**TASK DESCRIPTION**
Write out every item below word for word, leaving out the pictures.

'''

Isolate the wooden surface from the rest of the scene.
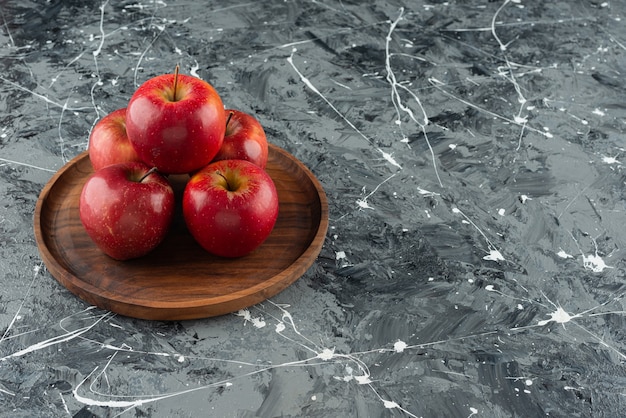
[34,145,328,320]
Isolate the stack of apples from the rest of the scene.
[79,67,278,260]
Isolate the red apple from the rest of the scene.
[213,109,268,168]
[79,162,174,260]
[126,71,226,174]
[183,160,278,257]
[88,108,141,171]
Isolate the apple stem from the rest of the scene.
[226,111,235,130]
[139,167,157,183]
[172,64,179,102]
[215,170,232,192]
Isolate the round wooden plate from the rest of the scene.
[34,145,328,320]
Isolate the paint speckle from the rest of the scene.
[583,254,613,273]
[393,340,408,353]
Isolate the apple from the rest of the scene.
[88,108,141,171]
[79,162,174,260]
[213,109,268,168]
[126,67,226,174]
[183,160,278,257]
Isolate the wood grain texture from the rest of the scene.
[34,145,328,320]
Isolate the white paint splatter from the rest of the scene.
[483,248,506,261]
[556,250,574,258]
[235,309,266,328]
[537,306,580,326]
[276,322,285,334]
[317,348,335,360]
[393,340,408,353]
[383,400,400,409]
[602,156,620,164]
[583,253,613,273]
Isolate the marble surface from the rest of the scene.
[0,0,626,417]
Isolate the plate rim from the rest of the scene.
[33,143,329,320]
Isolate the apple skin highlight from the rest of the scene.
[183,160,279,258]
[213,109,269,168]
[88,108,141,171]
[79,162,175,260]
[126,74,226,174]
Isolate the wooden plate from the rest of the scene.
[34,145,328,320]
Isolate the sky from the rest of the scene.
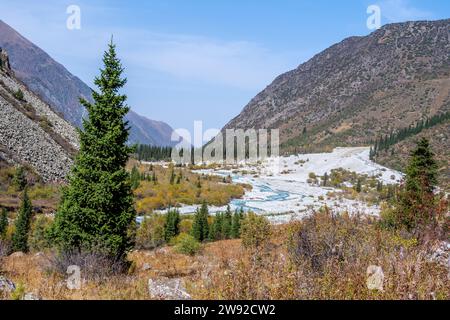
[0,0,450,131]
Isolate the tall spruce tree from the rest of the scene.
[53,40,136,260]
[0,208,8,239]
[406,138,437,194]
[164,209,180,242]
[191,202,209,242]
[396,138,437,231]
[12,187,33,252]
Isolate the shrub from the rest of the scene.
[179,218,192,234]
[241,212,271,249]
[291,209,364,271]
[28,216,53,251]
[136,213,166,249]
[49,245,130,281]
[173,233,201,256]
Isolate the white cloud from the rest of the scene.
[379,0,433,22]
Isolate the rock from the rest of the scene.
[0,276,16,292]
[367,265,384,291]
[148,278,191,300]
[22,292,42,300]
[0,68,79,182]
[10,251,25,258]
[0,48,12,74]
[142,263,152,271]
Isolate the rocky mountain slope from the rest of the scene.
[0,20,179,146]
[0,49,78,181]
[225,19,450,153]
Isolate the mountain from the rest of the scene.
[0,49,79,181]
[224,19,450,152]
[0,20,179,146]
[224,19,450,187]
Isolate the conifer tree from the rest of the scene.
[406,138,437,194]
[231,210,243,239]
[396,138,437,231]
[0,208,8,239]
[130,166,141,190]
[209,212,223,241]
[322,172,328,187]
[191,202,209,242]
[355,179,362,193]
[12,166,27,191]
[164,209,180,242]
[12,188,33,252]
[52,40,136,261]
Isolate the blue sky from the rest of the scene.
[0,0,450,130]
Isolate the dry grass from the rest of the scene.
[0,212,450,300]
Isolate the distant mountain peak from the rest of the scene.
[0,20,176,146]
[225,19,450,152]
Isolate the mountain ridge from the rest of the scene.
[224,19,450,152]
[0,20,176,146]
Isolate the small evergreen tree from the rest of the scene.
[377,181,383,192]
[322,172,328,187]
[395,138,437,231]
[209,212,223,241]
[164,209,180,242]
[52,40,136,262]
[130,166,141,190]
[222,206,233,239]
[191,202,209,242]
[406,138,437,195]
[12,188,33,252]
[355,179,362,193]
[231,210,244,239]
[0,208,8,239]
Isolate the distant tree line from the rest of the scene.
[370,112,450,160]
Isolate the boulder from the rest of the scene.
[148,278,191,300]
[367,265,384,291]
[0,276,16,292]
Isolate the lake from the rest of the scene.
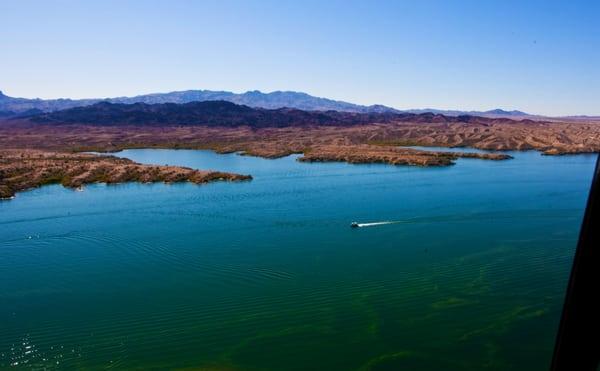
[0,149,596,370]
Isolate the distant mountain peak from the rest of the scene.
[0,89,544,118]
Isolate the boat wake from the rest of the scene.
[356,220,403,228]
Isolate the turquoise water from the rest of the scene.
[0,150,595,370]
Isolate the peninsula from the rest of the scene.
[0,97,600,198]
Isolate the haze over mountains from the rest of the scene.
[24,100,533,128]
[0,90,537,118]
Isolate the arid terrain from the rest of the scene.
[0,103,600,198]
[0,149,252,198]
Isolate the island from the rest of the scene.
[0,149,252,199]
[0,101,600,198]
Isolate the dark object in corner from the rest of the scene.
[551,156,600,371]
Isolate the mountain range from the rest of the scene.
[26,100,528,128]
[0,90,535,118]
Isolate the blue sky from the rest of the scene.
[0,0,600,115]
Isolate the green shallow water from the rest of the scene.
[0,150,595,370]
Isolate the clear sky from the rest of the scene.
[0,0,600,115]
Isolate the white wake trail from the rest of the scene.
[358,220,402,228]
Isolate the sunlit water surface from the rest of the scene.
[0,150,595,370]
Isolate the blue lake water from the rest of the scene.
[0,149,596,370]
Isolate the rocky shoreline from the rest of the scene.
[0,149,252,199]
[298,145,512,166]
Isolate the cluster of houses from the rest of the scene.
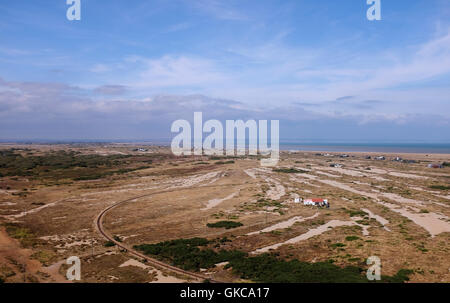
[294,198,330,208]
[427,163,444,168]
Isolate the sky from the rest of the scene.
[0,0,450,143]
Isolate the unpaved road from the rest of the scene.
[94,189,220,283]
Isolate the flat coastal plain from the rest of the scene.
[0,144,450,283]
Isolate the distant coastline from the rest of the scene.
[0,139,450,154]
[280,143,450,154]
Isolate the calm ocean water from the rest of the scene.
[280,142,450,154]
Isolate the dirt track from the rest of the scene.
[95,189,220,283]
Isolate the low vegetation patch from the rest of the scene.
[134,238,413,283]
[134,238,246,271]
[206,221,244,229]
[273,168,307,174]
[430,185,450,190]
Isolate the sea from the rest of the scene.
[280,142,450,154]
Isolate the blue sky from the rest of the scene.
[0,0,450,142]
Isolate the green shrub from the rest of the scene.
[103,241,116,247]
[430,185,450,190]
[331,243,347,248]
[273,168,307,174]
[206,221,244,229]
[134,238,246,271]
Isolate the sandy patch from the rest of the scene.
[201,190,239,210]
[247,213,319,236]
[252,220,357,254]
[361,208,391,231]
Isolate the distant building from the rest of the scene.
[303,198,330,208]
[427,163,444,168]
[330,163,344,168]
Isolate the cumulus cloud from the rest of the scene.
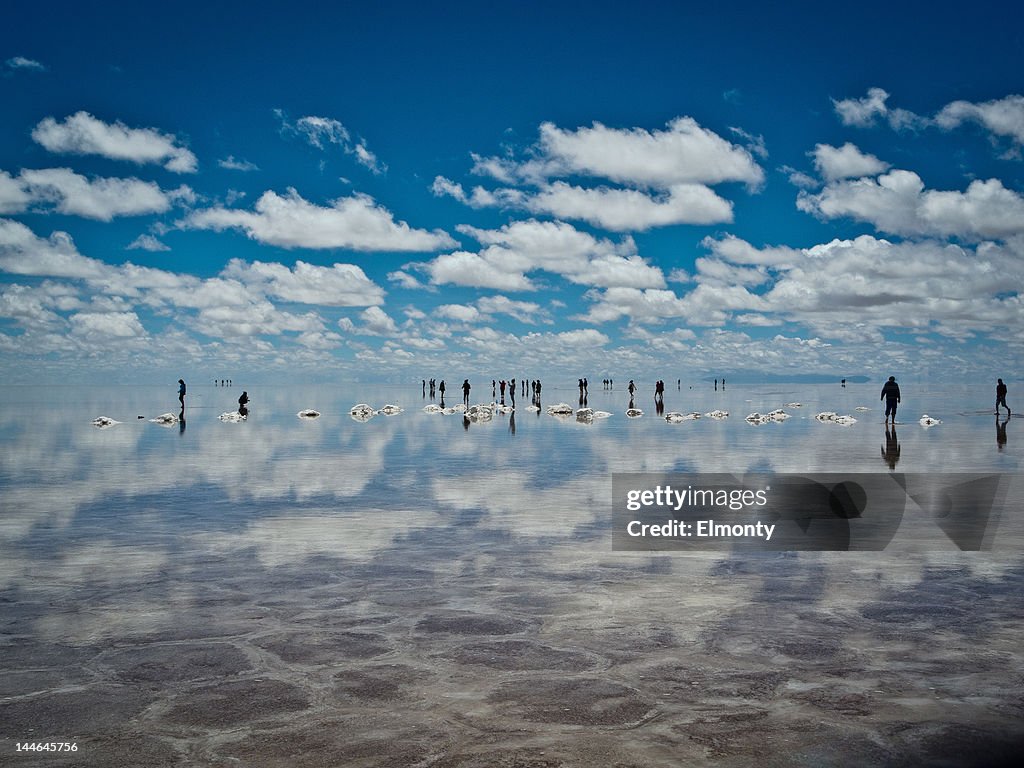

'''

**PROBLEM SOLUTION**
Isolate the wooden surface from the rest of the scene.
[34,145,328,320]
Isolate the stack of apples from the rest of the scene.
[79,67,278,260]
Isolate the red apple from the rest of the scene.
[213,109,268,168]
[79,162,174,260]
[126,71,226,174]
[183,160,278,257]
[88,108,141,171]
Isolate the apple stem from the rest of the scene.
[226,111,235,130]
[139,167,157,183]
[172,64,179,102]
[215,170,232,192]
Isolate the round wooden plate from the rest of the scene.
[34,145,328,320]
Isolate the paint speckle from the rest of the scene.
[583,254,613,273]
[393,340,408,353]
Isolate the apple from the rest of the scene.
[88,108,141,171]
[79,162,174,260]
[213,109,268,168]
[126,67,226,174]
[183,160,278,257]
Isolate the wood grain texture from the rest of the scene.
[34,145,328,320]
Isolate the white paint splatter from the rest of the scene.
[483,248,506,261]
[556,250,574,258]
[235,309,266,328]
[537,306,580,326]
[276,322,285,334]
[317,348,335,360]
[393,340,408,353]
[383,400,400,409]
[602,156,620,164]
[583,253,613,273]
Isolate the marble surface from the rest of the scene.
[0,0,626,417]
Isolate the plate rim from the rest of the scene.
[33,143,329,320]
Isolate the apple skin highlight from the rest of the scene.
[183,160,279,258]
[213,109,269,168]
[88,108,141,171]
[79,162,175,260]
[126,74,226,174]
Isolate the wooden plate from the rest of the scene.
[34,145,328,320]
Isolate the sky from the rest of the scene.
[0,0,450,131]
Isolate the tall spruce tree from the rest of the scene.
[53,40,136,260]
[0,208,8,239]
[406,138,437,194]
[164,209,180,242]
[191,202,209,242]
[396,138,437,231]
[12,187,33,252]
Isolate the shrub from the rest of the scene.
[179,218,192,234]
[241,212,271,249]
[291,209,364,271]
[28,216,53,251]
[136,213,166,249]
[49,245,130,281]
[173,233,201,256]
Isolate the white cloud from the rest of the scene.
[379,0,433,22]
Isolate the rock from the rest of the scene.
[0,276,16,292]
[367,265,384,291]
[148,278,191,300]
[22,292,42,300]
[0,68,79,182]
[10,251,25,258]
[0,48,12,74]
[142,263,152,271]
Isolate the rocky mountain slope from the rest of the scene.
[0,20,179,146]
[0,49,78,181]
[225,19,450,153]
Isolate the mountain from the rest of the scene.
[0,49,79,181]
[224,19,450,152]
[0,20,179,146]
[224,19,450,187]
Isolate the conifer tree from the rest of the scene.
[406,138,437,194]
[231,210,243,239]
[396,138,437,231]
[0,208,8,239]
[130,166,141,190]
[209,212,223,241]
[322,172,328,187]
[191,202,209,242]
[355,179,362,193]
[12,166,27,191]
[164,209,180,242]
[12,188,33,252]
[52,40,136,261]
Isolate the blue sky from the rest of the scene.
[0,0,450,130]
Isolate the dry grass from the rest of the scene.
[0,212,450,300]
Isolate the distant mountain peak from the rest of the scene.
[0,20,176,146]
[225,19,450,152]
Isolate the mountain ridge from the rest of the scene.
[224,19,450,152]
[0,20,176,146]
Isolate the small evergreen tree from the rest of the scene.
[377,181,383,192]
[322,172,328,187]
[395,138,437,231]
[209,212,223,241]
[164,209,180,242]
[52,40,136,262]
[130,166,141,190]
[222,206,233,239]
[191,202,209,242]
[406,138,437,195]
[12,188,33,252]
[355,179,362,193]
[231,210,244,239]
[0,208,8,239]
Isolate the distant tree line from the rest of the scene.
[370,112,450,160]
Isolate the boulder from the rest of the scene.
[148,278,191,300]
[367,265,384,291]
[0,276,16,292]
Isolate the lake from the rest of the scene.
[0,149,596,370]
Isolate the distant mountain peak from the rest of the scene.
[0,89,544,118]
Isolate the boat wake from the rest of the scene.
[356,220,403,228]
Isolate the turquoise water from the rest of the scene.
[0,150,595,370]
Isolate the peninsula from the rest of the scene.
[0,97,600,198]
Isolate the haze over mountains from the rest of the scene.
[24,100,533,128]
[0,90,537,118]
Isolate the arid terrain from the rest of the scene.
[0,103,600,198]
[0,149,252,198]
Isolate the island from the rest of the scene.
[0,149,252,199]
[0,101,600,198]
Isolate the dark object in corner from the rest of the scene.
[551,156,600,371]
Isolate the mountain range from the rest of the scene.
[26,100,528,128]
[0,90,535,118]
Isolate the blue sky from the rest of the scene.
[0,0,600,115]
Isolate the green shallow water from the rest of the scene.
[0,150,595,370]
Isolate the clear sky from the rest of the scene.
[0,0,600,115]
Isolate the white wake trail from the rest of the scene.
[358,220,402,228]
Isolate the sunlit water surface from the rest of the scene.
[0,150,595,370]
Isolate the blue lake water from the rest of the scene.
[0,149,596,370]
Isolate the rocky shoreline from the rest of the scene.
[0,149,252,199]
[298,145,512,166]
Isolate the cluster of houses from the rest of the scene.
[294,198,330,208]
[427,163,444,168]
Isolate the sky from the rest of the scene.
[0,0,450,143]
Isolate the unpaved road from the rest of the scene.
[94,189,220,283]
Isolate the flat coastal plain from the rest of the scene.
[0,144,450,283]
Isolate the distant coastline from the rest of the scene.
[0,139,450,154]
[280,143,450,154]
Isolate the calm ocean water from the rest of the scene.
[280,142,450,154]
Isolate the dirt track from the rest of the scene.
[95,189,220,283]
Isolate the low vegetation patch from the rest of the scene.
[134,238,413,283]
[134,238,246,271]
[206,221,244,229]
[273,168,307,174]
[430,185,450,190]
Isolate the sea from the rest of the scene.
[280,142,450,154]
Isolate the blue sky from the rest of the scene.
[0,0,450,142]
Isolate the green shrub from the rest of the scene.
[103,241,116,247]
[430,185,450,190]
[331,243,347,248]
[273,168,307,174]
[206,221,244,229]
[134,238,246,271]
Isolate the sandy patch from the rest of the scene.
[201,190,239,210]
[247,213,319,236]
[252,220,357,254]
[361,208,391,231]
Isolate the distant building from the rest of the scene.
[303,198,330,208]
[427,163,444,168]
[330,163,344,168]
Isolate the cumulus cloud from the rest of the scene.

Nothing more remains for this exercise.